Material provided:
(begin)
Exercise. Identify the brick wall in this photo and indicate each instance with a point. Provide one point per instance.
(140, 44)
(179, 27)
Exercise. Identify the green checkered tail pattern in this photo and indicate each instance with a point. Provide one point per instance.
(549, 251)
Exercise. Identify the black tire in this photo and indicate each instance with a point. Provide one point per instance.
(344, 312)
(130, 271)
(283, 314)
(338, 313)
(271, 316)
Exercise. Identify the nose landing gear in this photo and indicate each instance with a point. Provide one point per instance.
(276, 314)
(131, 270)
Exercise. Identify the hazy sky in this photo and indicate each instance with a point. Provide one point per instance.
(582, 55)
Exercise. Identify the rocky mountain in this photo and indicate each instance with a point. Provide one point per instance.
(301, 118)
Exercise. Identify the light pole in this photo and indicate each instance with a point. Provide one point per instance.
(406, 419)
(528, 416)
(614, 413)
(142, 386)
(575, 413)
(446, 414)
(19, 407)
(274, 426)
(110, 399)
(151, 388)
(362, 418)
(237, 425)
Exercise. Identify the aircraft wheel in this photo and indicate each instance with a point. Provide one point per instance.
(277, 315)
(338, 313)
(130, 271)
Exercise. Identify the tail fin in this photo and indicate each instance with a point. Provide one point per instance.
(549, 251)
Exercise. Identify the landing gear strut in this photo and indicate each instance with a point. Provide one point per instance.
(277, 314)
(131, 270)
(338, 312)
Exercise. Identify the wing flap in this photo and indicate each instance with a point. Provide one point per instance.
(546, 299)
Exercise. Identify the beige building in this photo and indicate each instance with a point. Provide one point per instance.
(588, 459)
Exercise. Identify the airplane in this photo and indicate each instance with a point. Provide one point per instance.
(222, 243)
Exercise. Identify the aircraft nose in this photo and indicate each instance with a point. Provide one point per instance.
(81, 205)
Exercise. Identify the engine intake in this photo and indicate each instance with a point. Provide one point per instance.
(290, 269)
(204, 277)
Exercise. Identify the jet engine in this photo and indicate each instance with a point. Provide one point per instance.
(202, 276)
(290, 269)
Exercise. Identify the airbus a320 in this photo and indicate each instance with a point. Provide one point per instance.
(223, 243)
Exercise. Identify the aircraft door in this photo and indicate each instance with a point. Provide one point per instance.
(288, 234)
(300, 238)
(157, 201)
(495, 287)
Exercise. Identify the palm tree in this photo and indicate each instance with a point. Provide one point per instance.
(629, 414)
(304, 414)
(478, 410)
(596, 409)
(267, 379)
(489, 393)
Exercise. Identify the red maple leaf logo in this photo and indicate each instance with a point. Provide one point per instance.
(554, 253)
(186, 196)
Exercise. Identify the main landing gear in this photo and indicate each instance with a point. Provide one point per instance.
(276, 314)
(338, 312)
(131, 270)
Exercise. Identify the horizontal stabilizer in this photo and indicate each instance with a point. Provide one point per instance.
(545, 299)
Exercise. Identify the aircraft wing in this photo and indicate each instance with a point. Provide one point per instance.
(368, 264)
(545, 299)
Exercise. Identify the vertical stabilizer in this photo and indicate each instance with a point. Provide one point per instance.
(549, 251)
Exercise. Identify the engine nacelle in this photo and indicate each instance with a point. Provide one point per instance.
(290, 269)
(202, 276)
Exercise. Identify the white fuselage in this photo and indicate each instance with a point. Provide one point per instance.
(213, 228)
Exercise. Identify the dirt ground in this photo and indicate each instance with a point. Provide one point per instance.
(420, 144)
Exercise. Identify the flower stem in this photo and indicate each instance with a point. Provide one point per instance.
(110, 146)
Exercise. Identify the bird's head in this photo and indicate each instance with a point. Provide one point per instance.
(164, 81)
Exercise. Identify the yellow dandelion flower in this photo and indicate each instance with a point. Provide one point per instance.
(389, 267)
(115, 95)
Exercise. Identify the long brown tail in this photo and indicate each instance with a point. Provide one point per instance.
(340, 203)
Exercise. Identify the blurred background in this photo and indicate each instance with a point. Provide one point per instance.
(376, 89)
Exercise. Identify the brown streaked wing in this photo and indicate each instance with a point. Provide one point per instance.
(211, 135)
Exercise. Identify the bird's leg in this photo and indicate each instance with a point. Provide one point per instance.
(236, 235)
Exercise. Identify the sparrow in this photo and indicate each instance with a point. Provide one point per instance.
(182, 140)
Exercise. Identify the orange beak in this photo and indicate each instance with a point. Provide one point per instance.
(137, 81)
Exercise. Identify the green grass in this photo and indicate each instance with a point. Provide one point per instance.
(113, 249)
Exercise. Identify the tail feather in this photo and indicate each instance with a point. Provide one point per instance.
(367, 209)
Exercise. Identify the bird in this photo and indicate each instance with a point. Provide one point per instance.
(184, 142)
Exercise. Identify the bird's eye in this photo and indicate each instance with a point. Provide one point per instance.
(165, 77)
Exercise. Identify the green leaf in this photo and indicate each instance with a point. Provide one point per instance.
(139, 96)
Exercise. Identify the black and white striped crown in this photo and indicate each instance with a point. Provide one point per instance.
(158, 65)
(end)
What to produce: Each entry is to be returned in full, character for character.

Problem solution:
Exercise. Identify the brick wall in this photo and indicate each instance with a point. Provide one point per instance.
(140, 44)
(179, 27)
Exercise. Identify the green checkered tail pattern in this photo and indicate each instance with a point. Provide one point per instance.
(549, 251)
Exercise. Identify the black tire in this photo and indicate each instance with a point. Provide one point per instance.
(344, 312)
(130, 271)
(283, 314)
(338, 313)
(271, 316)
Exercise. Identify the nose landing gear in this photo and indicate each instance with a point. Provide one point per instance.
(276, 314)
(131, 270)
Exercise. Identify the hazy sky in this photo and indicate each instance with a point. Provide one point per instance.
(582, 55)
Exercise. Identify the rocky mountain in this photo and indicate each instance with a point. Provide one point per instance.
(301, 118)
Exercise. Identify the light pole in this photo and indicate each instance with a point. Provide one point per instance.
(406, 419)
(528, 416)
(614, 413)
(142, 386)
(575, 413)
(446, 414)
(19, 407)
(274, 426)
(110, 399)
(151, 388)
(362, 418)
(237, 425)
Exercise. Identify the aircraft wheel in this photo and indicate each instance with a point. Provide one point per instance.
(277, 315)
(338, 313)
(130, 271)
Exercise. Identify the tail fin in this photo and indicate each instance with a point. Provide one point per instance.
(549, 251)
Exercise. Identify the landing gear strut in this photo and indicate each instance with a point. Provide one point per instance.
(277, 314)
(131, 270)
(338, 312)
Exercise. Identify the wing flap in this photo and indicate each instance with a point. Provide one point per instance.
(546, 299)
Exercise. Identify the beige building in this photo and indicate each instance with a point. Provide one point per instance.
(588, 459)
Exercise. Identify the airplane in this photo and indicate each instance with a point. Provide one point per instance.
(222, 243)
Exercise. Identify the aircraft nose in this photo and indicate each instance with a point. Provide one point per instance.
(81, 205)
Exercise. Identify the engine intake in this photo and indicate each instance with a point. Provide one point per instance.
(290, 269)
(204, 277)
Exercise. Identify the jet engine in this photo and indicate each instance with a point. Provide one point per instance.
(202, 276)
(290, 269)
Exercise. Identify the airbus a320 in this photo and indicate each instance with a point. Provide one point per instance.
(223, 243)
Exercise. Identify the aircraft door in this photo and indicate each instance with a point. Provide one point per instance.
(288, 234)
(300, 238)
(157, 201)
(495, 287)
Exercise. Identify the palm tree in this photo and indicate each instance with a point. Provide one point per instance.
(629, 414)
(304, 414)
(478, 410)
(596, 409)
(267, 379)
(489, 393)
Exercise. Identify the red maple leaf logo in this photo and indicate each instance with a point. Provide one point per instance.
(554, 253)
(186, 196)
Exercise. Identify the main landing gear in this photo and indicate each instance with a point. Provide one point per instance.
(276, 314)
(338, 312)
(131, 270)
Exercise. Identify the horizontal stabilizer in this photo and indicate each instance with a point. Provide one point per instance.
(545, 299)
Exercise. Identify the aircraft wing in this photo and indicate each instance with a point. Provide one point per instance.
(368, 264)
(545, 299)
Exercise. Identify the vertical stabilizer in this photo and indicate each instance with a point. Provide one point per instance.
(549, 251)
Exercise. Identify the engine nacelle in this photo and indicate each instance with a point. Provide one point per instance.
(290, 269)
(202, 276)
Exercise. Identify the white fuselage in this photo and indicate each instance with a point. Provide one point per instance.
(213, 228)
Exercise. Identify the dirt ground in this photo and indicate each instance with a point. Provide one point per instance.
(420, 144)
Exercise. Identify the flower stem in this photo and indicate each instance with a point. Provide one point per instance.
(110, 146)
Exercise. Identify the bird's head in this photo and indicate each instance with a point. Provide one point per instance.
(164, 81)
Exercise. Identify the yellow dandelion flower in this photo and indicate each instance with a point. Provide one point per instance.
(389, 267)
(115, 95)
Exercise. Identify the long brown tail in this photo and indicate each instance with a point. Provide one point per instance.
(340, 203)
Exercise. Identify the blurred background in this photo and indicate each instance with a point. Provide one point per instance.
(376, 89)
Exercise. Identify the brown streaked wing in this photo and indicate each instance with a point. Provide one point per instance.
(211, 135)
Exercise. Identify the bird's leg in this photo and indicate each instance with a point. Provide one point per instance.
(236, 235)
Exercise. Identify the sparrow in this photo and indicate each instance with a point. Provide one point per instance.
(182, 140)
Exercise. Identify the orange beak in this photo and indicate each instance with a point. Provide one point per instance.
(137, 81)
Exercise. Identify the green grass in this photo and indicate each instance with a point. Provide one point per instance.
(113, 249)
Exercise. Identify the tail feather in this photo and indicate each instance with a point. Provide one point per instance.
(367, 209)
Exercise. Identify the bird in this photo and indicate each instance with a point. Provide one point per instance.
(184, 142)
Exercise. Identify the bird's eye in this photo and indicate each instance with a point. Provide one point per instance.
(165, 77)
Exercise. Identify the green leaf in this photo and indicate each instance with a point. Provide one point per instance.
(139, 96)
Exercise. Identify the black and white striped crown in this photo and indicate each instance with a point. Provide one point per instance.
(158, 65)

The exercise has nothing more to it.